═════ MATERIAL SUPPLIED ═════

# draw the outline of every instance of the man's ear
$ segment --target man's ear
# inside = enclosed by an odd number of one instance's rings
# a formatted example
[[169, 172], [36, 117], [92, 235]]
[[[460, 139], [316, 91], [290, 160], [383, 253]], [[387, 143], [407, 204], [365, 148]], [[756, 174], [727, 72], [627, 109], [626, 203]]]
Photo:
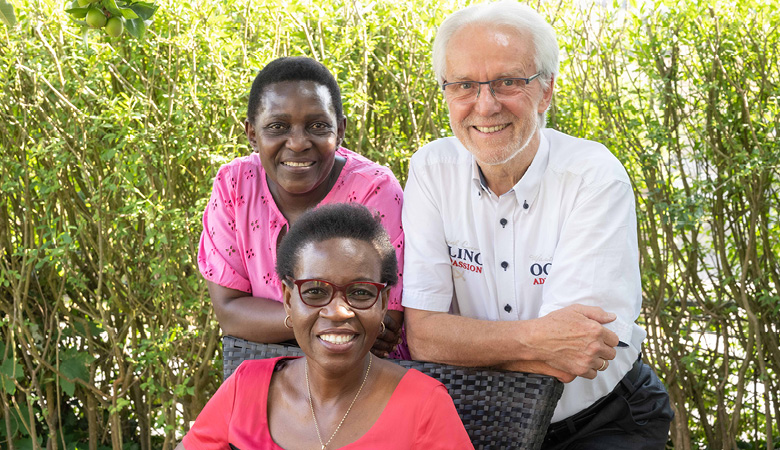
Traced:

═════

▶ _TO DO_
Reproduce every line of the entries above without changing anything, but omit the pictures.

▶ _OUTPUT OF THE EXERCISE_
# draw the outline of every instance of the man's ear
$ segment --target man's ear
# inside = enclosed by an odd number of one instance's rings
# a formatted example
[[169, 172], [36, 117], [92, 235]]
[[[460, 139], [316, 91], [290, 160], [383, 253]], [[387, 143], [407, 204], [365, 148]], [[756, 174], [727, 72], [627, 109], [626, 203]]]
Photo:
Traced:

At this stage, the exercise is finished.